Try it.
Answer these from the passage on medicine licensing below.
(a) What is the full name of the proposed trade agreement that promotes voluntary licensing?
(b) Under which two legal frameworks is compulsory licensing a provision?
(c) Which drug did Gilead Sciences license to selected Indian firms?

Document passage.

[Start of section]

Compulsory licensing and voluntary licensing are two distinct mechanisms that regulate the production of patented medicines. While compulsory licensing prioritizes public health and affordability, voluntary licensing maintains corporate control and market exclusivity. The proposed India–UK Comprehensive Economic and Trade Agreement (CETA) has raised concerns by promoting voluntary licensing, reducing patent transparency, and encouraging evergreening practices. Experts warn that such changes could limit access to affordable, life-saving medicines for millions in India and across the Global South.

FAQs

1. What is Compulsory Licensing?

Compulsory licensing is a legal provision under the TRIPS Agreement and the Indian Patents Act that allows the government to authorize the production of a patented product without the patent holder’s consent. It is typically used during public health emergencies or when essential medicines are either unaffordable or unavailable.

Example: In 2012, India issued a compulsory licence to Natco Pharma for Bayer’s patented cancer drug Nexavar, reducing its monthly cost from ₹2.8 lakh to around ₹8,800.

2. What is Voluntary Licensing?

Voluntary licensing occurs when a patent holder (usually a pharmaceutical company) voluntarily grants permission to another manufacturer to produce a generic version of its medicine under specific terms and conditions, such as royalty payments and geographic restrictions.

Example: Gilead Sciences granted voluntary licences for the hepatitis C drug Sofosbuvir to selected Indian firms, but limited distribution to certain low-income countries, excluding several middle-income nations with high disease burdens.

3. How Do Compulsory and Voluntary Licensing Differ?

The key differences between the two mechanisms lie in their initiation and purpose:

  • Compulsory Licensing: Initiated by the government without the patent holder’s consent to ensure affordable access to medicines, especially during crises or when monopolies restrict supply.

[End of section]

Listed records.
[Start of section]

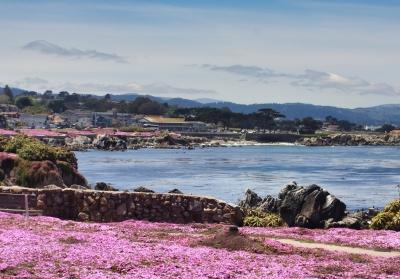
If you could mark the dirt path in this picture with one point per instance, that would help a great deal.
(338, 248)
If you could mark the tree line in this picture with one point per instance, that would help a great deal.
(264, 119)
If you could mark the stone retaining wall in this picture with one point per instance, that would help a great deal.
(272, 138)
(102, 206)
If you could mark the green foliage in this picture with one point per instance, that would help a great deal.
(386, 128)
(22, 174)
(389, 218)
(14, 144)
(257, 218)
(32, 149)
(24, 101)
(37, 152)
(8, 92)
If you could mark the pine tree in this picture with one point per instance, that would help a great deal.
(8, 93)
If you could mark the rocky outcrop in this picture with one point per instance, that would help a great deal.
(351, 140)
(309, 206)
(143, 189)
(79, 143)
(105, 142)
(299, 206)
(356, 220)
(101, 186)
(36, 174)
(102, 206)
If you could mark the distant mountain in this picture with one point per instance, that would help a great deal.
(16, 91)
(207, 100)
(376, 115)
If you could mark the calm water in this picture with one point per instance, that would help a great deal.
(360, 176)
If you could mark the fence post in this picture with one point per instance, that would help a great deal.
(26, 207)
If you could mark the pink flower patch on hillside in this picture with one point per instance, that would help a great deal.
(45, 247)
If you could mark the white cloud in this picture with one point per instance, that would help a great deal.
(310, 79)
(41, 85)
(48, 48)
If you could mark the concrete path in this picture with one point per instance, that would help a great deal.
(338, 248)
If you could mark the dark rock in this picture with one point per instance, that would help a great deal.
(176, 191)
(79, 187)
(310, 206)
(82, 216)
(51, 187)
(346, 222)
(105, 142)
(70, 175)
(233, 229)
(101, 186)
(270, 204)
(143, 190)
(251, 199)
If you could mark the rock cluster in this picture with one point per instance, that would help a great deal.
(102, 206)
(105, 142)
(308, 207)
(351, 140)
(36, 174)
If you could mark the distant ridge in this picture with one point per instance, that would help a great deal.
(376, 115)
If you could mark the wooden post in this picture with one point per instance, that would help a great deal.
(26, 207)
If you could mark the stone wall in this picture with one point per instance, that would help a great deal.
(102, 206)
(272, 138)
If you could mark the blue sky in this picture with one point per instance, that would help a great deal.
(343, 53)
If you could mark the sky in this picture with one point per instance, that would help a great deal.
(341, 53)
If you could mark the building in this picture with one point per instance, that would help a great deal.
(111, 118)
(395, 133)
(34, 121)
(172, 124)
(78, 118)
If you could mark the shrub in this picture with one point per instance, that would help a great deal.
(32, 149)
(22, 174)
(389, 218)
(36, 152)
(14, 144)
(257, 218)
(37, 174)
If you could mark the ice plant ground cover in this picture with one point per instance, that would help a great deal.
(45, 247)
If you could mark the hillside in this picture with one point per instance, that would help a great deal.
(376, 115)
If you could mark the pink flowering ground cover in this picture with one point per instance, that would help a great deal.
(45, 247)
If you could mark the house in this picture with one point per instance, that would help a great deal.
(41, 133)
(34, 120)
(328, 127)
(395, 133)
(172, 124)
(7, 133)
(78, 118)
(111, 118)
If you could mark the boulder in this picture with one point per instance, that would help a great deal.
(310, 207)
(251, 200)
(270, 204)
(79, 187)
(70, 175)
(52, 187)
(175, 191)
(143, 190)
(105, 142)
(101, 186)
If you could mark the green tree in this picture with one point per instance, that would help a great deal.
(8, 92)
(386, 128)
(57, 106)
(23, 102)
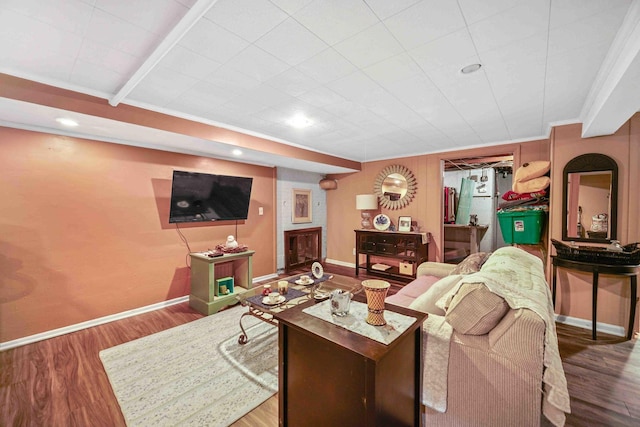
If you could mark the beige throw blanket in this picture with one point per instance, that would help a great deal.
(518, 277)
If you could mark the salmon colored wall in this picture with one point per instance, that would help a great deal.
(574, 288)
(426, 207)
(84, 229)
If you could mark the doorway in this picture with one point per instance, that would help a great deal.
(472, 189)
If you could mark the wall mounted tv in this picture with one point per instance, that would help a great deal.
(201, 197)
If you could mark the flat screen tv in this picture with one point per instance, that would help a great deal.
(201, 197)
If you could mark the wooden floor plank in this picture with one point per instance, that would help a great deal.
(61, 381)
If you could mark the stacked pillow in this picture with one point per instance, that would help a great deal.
(530, 177)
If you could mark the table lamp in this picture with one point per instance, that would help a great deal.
(366, 203)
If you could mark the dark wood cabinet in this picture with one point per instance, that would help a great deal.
(302, 247)
(402, 252)
(330, 376)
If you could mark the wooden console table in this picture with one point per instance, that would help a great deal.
(205, 271)
(330, 376)
(596, 269)
(410, 248)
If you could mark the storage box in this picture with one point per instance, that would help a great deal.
(522, 227)
(225, 282)
(406, 267)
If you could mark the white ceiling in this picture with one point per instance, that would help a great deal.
(378, 78)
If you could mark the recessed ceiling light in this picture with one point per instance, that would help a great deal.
(471, 68)
(300, 121)
(67, 122)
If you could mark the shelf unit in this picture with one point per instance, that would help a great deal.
(400, 247)
(302, 247)
(205, 271)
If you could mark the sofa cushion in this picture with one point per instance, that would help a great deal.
(471, 264)
(427, 301)
(409, 292)
(437, 269)
(475, 310)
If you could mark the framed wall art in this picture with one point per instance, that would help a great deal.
(404, 223)
(301, 206)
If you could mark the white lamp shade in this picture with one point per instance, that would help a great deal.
(366, 202)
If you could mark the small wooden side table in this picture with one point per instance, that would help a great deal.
(597, 269)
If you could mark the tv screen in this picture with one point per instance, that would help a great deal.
(199, 197)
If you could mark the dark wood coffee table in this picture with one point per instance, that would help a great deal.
(298, 294)
(329, 375)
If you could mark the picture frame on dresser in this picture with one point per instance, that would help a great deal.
(404, 223)
(301, 206)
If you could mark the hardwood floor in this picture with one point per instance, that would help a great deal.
(61, 381)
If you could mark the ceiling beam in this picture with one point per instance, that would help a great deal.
(615, 94)
(199, 9)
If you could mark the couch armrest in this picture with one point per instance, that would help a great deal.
(519, 336)
(437, 269)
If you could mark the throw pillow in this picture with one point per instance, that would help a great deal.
(427, 301)
(475, 310)
(471, 264)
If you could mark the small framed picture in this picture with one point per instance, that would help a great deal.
(404, 223)
(301, 206)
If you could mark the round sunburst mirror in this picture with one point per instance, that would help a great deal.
(395, 186)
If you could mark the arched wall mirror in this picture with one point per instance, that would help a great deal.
(590, 199)
(395, 186)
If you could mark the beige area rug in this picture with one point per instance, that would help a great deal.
(195, 374)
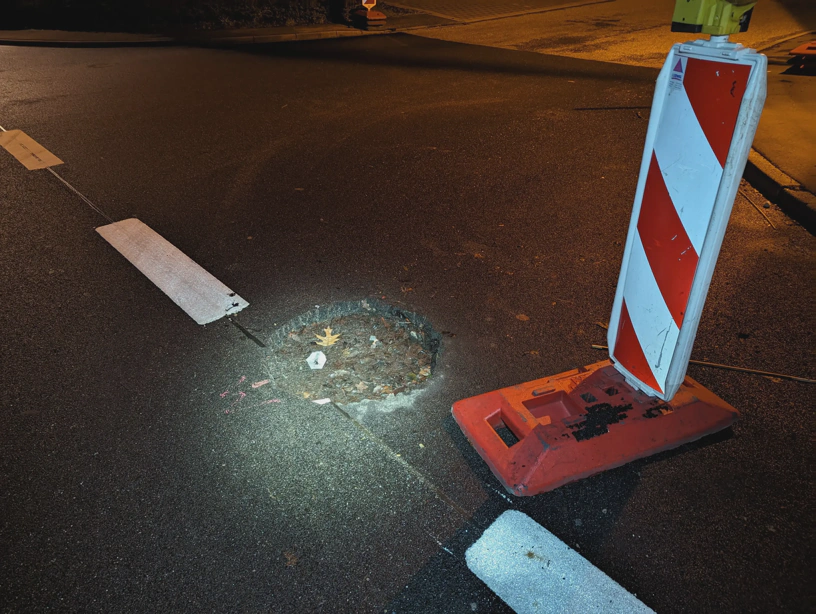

[End of section]

Task result.
(a) The India–UK Comprehensive Economic and Trade Agreement (CETA).
(b) The TRIPS Agreement and the Indian Patents Act.
(c) Sofosbuvir, a hepatitis C drug.